• [INPUT]:
.....

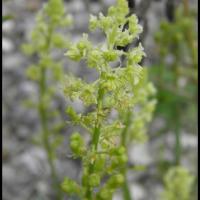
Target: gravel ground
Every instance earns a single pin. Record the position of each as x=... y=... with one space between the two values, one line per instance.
x=25 y=169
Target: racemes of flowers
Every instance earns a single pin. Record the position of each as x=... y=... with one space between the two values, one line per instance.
x=123 y=89
x=45 y=38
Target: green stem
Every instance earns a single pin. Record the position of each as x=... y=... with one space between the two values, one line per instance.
x=125 y=188
x=177 y=147
x=95 y=139
x=43 y=110
x=193 y=49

.....

• [WHAT IS BEING ASKED]:
Rewrite all of the lines above, changing every "Target" to "Object" and keeping everything else the same. Leave out the pictures.

• [FULL RESPONSE]:
Object: gravel ground
Every instance earns a single pin. Record the position of each as x=... y=... with one space between the two values, one line per instance.
x=25 y=169
Object: racemes of flowers
Every instance earns a single pin. Record the position of each as x=... y=... with one space between the two values, one line per instance.
x=123 y=89
x=45 y=38
Object: green stem
Every instance earns a single pin. Record the position of each as x=... y=... with one space between the two values, one line per instance.
x=125 y=188
x=177 y=147
x=95 y=139
x=43 y=110
x=193 y=49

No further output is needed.